Location annotation dataset excerpts
☆ ☆ ☆ ☆
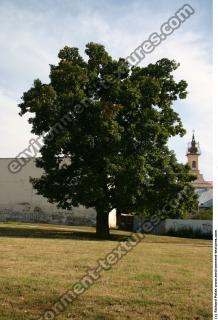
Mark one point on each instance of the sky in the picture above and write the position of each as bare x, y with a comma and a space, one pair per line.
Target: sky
33, 32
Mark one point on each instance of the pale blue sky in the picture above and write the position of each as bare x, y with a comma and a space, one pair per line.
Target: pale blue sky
32, 32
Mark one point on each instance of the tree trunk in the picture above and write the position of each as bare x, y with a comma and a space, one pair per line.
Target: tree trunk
102, 225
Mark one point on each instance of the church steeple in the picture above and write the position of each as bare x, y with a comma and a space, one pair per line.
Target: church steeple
193, 153
193, 147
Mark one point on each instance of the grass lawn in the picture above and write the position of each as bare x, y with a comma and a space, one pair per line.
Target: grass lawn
162, 278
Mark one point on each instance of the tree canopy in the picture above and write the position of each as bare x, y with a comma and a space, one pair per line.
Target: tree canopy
111, 151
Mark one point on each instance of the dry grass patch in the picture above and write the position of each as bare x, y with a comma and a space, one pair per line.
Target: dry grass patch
163, 278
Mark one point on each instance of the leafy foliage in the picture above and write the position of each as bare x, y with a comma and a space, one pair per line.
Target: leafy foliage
116, 144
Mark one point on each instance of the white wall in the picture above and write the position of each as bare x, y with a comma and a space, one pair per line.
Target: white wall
18, 199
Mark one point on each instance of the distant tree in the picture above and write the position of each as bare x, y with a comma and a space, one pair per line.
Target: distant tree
116, 140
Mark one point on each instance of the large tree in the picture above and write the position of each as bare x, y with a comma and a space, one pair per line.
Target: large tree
106, 126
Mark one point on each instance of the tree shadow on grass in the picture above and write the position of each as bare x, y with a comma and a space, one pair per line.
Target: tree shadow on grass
53, 233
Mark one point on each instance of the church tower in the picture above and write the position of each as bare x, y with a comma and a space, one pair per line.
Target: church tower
193, 154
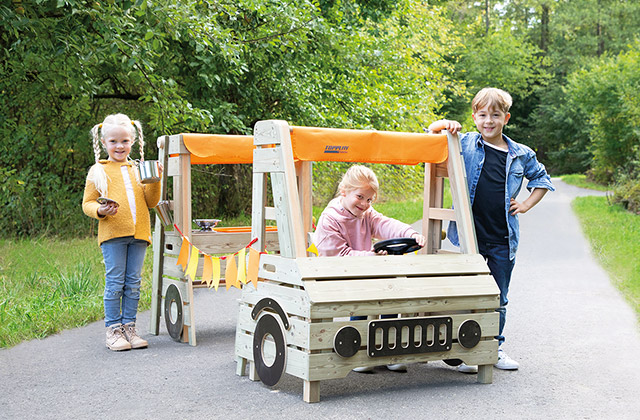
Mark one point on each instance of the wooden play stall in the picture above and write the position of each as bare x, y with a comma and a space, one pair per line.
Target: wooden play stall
296, 320
172, 294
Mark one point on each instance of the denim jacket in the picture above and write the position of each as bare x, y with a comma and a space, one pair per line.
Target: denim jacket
521, 163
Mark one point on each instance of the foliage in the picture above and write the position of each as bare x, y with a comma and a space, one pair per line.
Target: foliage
48, 285
614, 235
199, 66
608, 96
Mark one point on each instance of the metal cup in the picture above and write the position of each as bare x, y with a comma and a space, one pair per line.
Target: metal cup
163, 210
149, 171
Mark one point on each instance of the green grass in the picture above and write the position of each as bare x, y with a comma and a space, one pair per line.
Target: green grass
48, 285
614, 234
582, 182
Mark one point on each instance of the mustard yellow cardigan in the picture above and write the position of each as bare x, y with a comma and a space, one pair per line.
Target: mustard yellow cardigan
121, 224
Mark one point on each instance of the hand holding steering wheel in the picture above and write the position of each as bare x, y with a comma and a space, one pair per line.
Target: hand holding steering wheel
397, 246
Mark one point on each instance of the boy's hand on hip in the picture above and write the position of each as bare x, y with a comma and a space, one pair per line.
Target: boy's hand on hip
516, 207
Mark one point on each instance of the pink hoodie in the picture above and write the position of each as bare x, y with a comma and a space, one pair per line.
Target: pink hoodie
341, 233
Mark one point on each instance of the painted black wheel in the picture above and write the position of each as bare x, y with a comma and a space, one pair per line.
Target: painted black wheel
469, 334
268, 327
173, 312
397, 246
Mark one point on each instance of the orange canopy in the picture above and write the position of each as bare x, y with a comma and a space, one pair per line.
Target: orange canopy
326, 144
219, 148
340, 145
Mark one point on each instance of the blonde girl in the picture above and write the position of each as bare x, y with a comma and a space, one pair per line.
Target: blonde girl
114, 196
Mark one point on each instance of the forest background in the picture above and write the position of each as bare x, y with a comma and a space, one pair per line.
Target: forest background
219, 66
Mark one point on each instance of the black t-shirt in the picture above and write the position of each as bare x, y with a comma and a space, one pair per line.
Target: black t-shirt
489, 201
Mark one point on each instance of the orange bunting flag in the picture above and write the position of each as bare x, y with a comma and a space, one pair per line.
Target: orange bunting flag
242, 266
207, 270
192, 267
215, 272
183, 256
254, 265
231, 272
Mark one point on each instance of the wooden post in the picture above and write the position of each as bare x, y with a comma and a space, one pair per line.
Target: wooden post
158, 245
460, 197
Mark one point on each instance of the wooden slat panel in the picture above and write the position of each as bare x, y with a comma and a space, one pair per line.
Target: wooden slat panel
267, 160
283, 270
404, 306
217, 242
321, 334
391, 266
330, 365
400, 288
293, 301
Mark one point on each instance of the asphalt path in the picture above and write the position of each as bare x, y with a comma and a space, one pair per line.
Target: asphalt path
575, 337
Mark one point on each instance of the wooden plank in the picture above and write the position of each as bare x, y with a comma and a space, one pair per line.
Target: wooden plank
280, 269
441, 214
266, 132
444, 305
258, 202
296, 335
460, 197
304, 173
391, 266
217, 242
267, 160
173, 166
175, 145
358, 290
311, 391
292, 200
295, 302
321, 334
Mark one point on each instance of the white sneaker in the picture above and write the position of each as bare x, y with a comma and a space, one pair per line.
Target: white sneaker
397, 367
505, 362
467, 368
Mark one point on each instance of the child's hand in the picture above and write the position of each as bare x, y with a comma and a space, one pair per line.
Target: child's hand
516, 207
452, 126
108, 209
421, 240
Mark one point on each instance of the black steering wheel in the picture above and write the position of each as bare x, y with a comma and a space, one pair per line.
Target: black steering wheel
397, 246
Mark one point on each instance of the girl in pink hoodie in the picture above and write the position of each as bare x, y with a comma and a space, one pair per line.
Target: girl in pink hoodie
348, 225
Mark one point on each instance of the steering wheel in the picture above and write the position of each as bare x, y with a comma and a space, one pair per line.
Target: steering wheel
397, 246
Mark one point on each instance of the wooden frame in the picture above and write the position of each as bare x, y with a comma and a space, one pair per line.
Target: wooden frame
177, 160
312, 298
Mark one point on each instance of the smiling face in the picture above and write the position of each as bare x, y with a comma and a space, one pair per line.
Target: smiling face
490, 122
359, 200
117, 140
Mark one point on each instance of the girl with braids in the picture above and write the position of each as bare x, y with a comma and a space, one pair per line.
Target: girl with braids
124, 230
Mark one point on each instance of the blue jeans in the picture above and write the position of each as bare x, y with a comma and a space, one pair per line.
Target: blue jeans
123, 259
497, 257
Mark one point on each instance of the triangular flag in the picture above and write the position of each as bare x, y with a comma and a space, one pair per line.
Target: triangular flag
207, 270
215, 272
242, 266
192, 267
254, 266
312, 248
183, 256
231, 272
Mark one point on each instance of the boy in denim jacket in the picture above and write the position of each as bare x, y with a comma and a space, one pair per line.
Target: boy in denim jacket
496, 167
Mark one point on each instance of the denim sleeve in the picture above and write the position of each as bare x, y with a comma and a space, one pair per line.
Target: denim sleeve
536, 174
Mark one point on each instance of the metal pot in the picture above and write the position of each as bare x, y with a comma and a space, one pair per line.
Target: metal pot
163, 210
149, 171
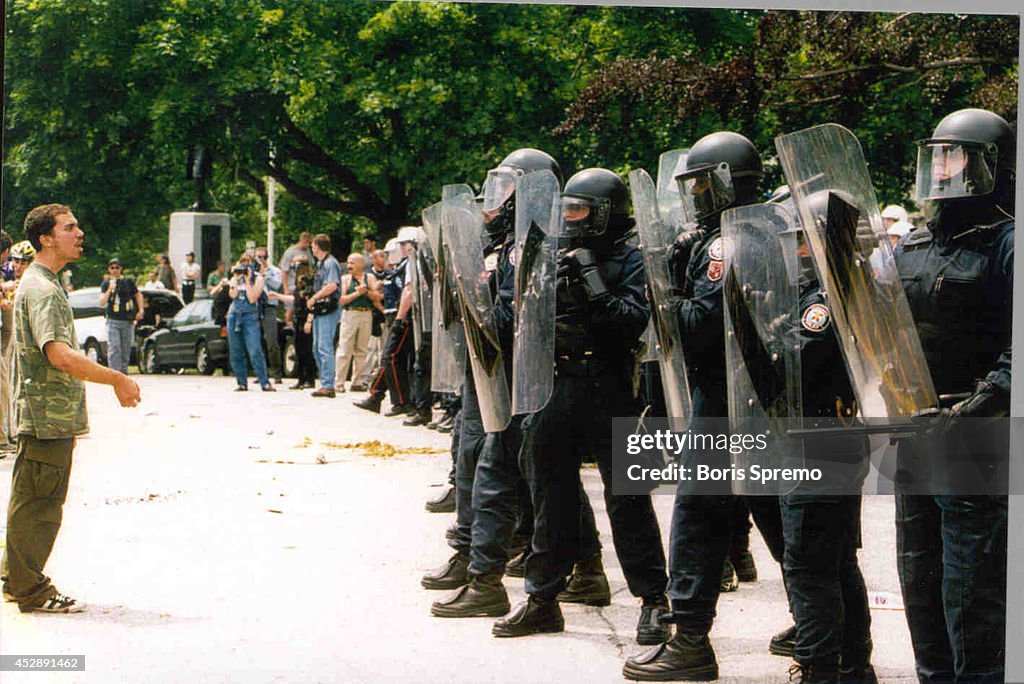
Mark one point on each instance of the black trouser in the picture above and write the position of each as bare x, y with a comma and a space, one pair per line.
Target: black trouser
☆ ☆ ☆ ☆
◆ STATED GOAL
Replicate the material above verbatim; images stay out of the copy.

◆ TASK SOLUTION
Mark one point on each instance of the sky in the picture above and write the position of each as bare x, y with a comma and a space, one pair per line.
Target: sky
33, 32
Mark one point on each instance of the pale blue sky in the picture above and write the position of each as bare x, y with a comma and a space, one pair per line.
Target: pale blue sky
32, 32
Mark one point on each instance of the tree trunk in the picture above and write the position of each as bare x, y with a comma and a space, one pair per line.
Target: tree trunk
102, 225
Mark one point on each instance of the church steeple in the picture above and write the position of each as bare x, y with a comma and a space, one pair per line.
Target: church steeple
193, 153
193, 147
Mark one point on each instance of the grass lawn in the picture above and write the position of each as bare x, y with a comma and a space, one pair per line.
Target: grass lawn
162, 278
Mark one point on each instance of the tree canopy in the picture above and write the position of each as bare x, y with a comma and a space, one pair per line.
Target: tree canopy
111, 151
Mark one point on each instance of the dry grass patch in the picture above and write the position of each as bare x, y with a comma and a space, one pair per line.
Target: dry grass patch
163, 278
Mark one point on each instance of the leafy foliage in the picture above and write the position of each as bare x, y with a comma and a space, one pair per line.
Target: leafy foliage
116, 144
Mark one point on each instance of the white wall in the picture above and write the position of each as bare x, y with a comma and a space, one pair per line.
Target: white wall
18, 199
Mark one point on each instance of the distant tree in the picture above and write the position of each as bare x, y with a comma and a space, one pair per line.
Target: distant tree
116, 140
Mark one point on each instance of the large tree in the picture above and write the position of each as bare x, y with a comma and a space, one pair per line.
Target: large tree
106, 126
Mark one point on each instance of the tree shadow on grass in the picture above and write the position of each as bare x, y with a comma and a space, one pair per line.
Target: tree shadow on grass
53, 233
Mark one point on each instance of the church tower in the picture above and write the position of each as bare x, y with a comma and a space, one pair per line.
Target: church tower
193, 154
Mark one point on each instance of the wooden play stall in the picture above and write the position of each as bare x, y with a comma and a space, one pair per line.
Target: wooden play stall
296, 320
172, 294
Mark one point on each instance of the denim jacket in the picture above and write the position of each as bare x, y with a comma and a space, one pair per line.
Target: denim jacket
521, 163
Mark one point on each instance of the foliage in the picture above and write the position of each as bare x, y with a comma and a space, one pair per line.
Target: foliage
48, 285
614, 235
199, 66
608, 96
Mark one point on each instance of the metal cup in the picture above and write the position of each as bare x, y with a comma and a space, one pair per line.
Target: metal cup
163, 210
149, 171
Mark one point on each instance of the green grass in the picture above and write the position of each as bare x, y with a comma and a space, one pair per line.
Target: green grass
48, 285
614, 234
582, 182
Mark one point on each instance of the mustard yellow cardigan in the picture above and write the position of each as bare x, y with a comma and a space, one pair per line.
Target: mustard yellow cardigan
121, 224
Mark one point on each instance of the hand holding steering wheel in the picture above and write the position of each as bare x, y with a comma and a space, one pair per line.
Target: hand holding steering wheel
397, 246
Mark one point on each instance of the boy's hand on hip in the picture above and write the position of each as bare x, y with a comma and a space, one pair per line.
Target: boy's hand on hip
516, 207
Mark one point on each instance of the pink hoodie in the picture above and write the position of each as bare x, y with a comma and a space, one pair per line.
Target: pink hoodie
341, 233
Mark one point on each instance of the painted black wheel in the picture above and write the position of each as bare x, y with a comma and a space, one pair per line.
Target: painted black wheel
469, 334
268, 327
173, 312
397, 246
Mark one point on each instance of the orange canopy in the picture above and write the position of each as bare x, y with a comma and a space, one pair per line.
Target: orange canopy
326, 144
219, 148
340, 145
Mark one point on each instance of the blonde girl in the picture above and write the position of each as bare x, y with a comma and a space, one pair per line.
Target: blonde girl
114, 196
Mark one point on each instance of the forest background in the picture above and write the position of each as bare x, y with a comma and a space, one pair per line.
Target: forest background
219, 66
Mark one point on each instance of the black t-shirt in the picture above and write the position of each as bare x, y with a comma and a space, one pair per line.
Target: black t-shirt
489, 201
Mark one point on each instance of the orange bunting flag in the picture above and write the position of each as bare x, y with a comma and a space, one pair per line.
Target: orange bunting flag
242, 266
207, 270
192, 267
215, 272
183, 256
254, 265
231, 272
Mark one point on each instance of the wooden post in the picture above and write the position of each as bare x, y with a comma and a space, one pair per line.
Target: wooden post
158, 245
460, 197
Mark one point on each instance of the wooden slat panel in the picture above and write the position of each as bare x, y with a comma and a space, one pair per line.
Target: wooden slat panel
267, 160
283, 270
404, 306
217, 242
321, 334
391, 266
330, 365
400, 288
293, 301
Mark one point on each instance of the asphalt path in the picture above and write the position of each as bare x, y with a comma and a space, one pair per line.
Target: asphalt path
575, 337
Mark one point on each instance of the wooden plank in the picture above and write the position of each as bare x, y with a comma and a space, one pair per line.
Target: wooden plank
280, 269
441, 214
266, 132
444, 305
258, 202
296, 335
460, 197
304, 173
391, 266
217, 242
267, 160
173, 166
175, 145
358, 290
311, 391
292, 200
295, 302
321, 334
Mark one point on each instance of the white sneaker in the picture above and write the position of each as bare x, y with a comma and a space, one pair per line.
Target: white sneaker
397, 367
505, 362
467, 368
Mark one point on each instance of the child's hand in the picture above and write the position of each as bare x, y with a comma and a space, one pair per line.
Target: child's hand
516, 207
452, 126
108, 209
421, 240
Mark one point on each instance of the black steering wheel in the picture above and write the position of each as bare x, y with a comma and a space, one pair per line.
Target: black steering wheel
397, 246
Mark one point on each instance of the girl in pink hoodie in the picture above and write the position of each as bare x, y with a comma and a space, one pair per line.
Target: girl in pink hoodie
348, 225
Mark one point on each instance of the steering wheel in the picture above and write the position of each as bare x, y with a comma and a space, one pair per line.
Target: steering wheel
397, 246
Mark one point on each instance of the wooden frame in the picture above and write the position of each as bare x, y with a comma and a space, one pair per line.
Target: wooden frame
177, 160
312, 298
Mark one point on each instance of the smiling face in the picture above and write the position of each as bare x, y with a comma and a space, one pair per line.
Target: smiling face
490, 122
359, 200
117, 140
Mark one point on each instance of the girl with braids in the picture above and write the position of each as bare x, y with a comma and a space, one pair per line.
Target: girl with braids
124, 230
Mark one point on each instance of the blue jeans in the picture above and write the position of each as bare x, y with a comma and a space, one pair per line.
Target: blue jeans
123, 259
497, 257
Mark one point on each instance of the triangular flag in the picture above and write the position of each as bare x, y with a comma and a space, one pair per line.
Target: triangular flag
207, 270
215, 272
242, 266
192, 267
254, 266
312, 248
183, 256
231, 272
Mark one point on each instance of the boy in denim jacket in the picture above and write the position of each as bare x, y with a comma and a space, one pair per line.
Target: boy in denim jacket
496, 167
Mark one point on each instance of the denim sleeve in the picture above and write the position of each as bare x, y with a comma and a space, one pair per line.
Target: denim sleeve
536, 174
Mark one point on each instance of the metal pot in the picture above and write the position of each as bare x, y with a comma and a space, one pair per line.
Target: metal pot
163, 210
149, 171
Mark one point on each instance of the black trouser in the picture above and write the position of each as bare x, y with a comma and a space, one pair per line.
Target: black trouser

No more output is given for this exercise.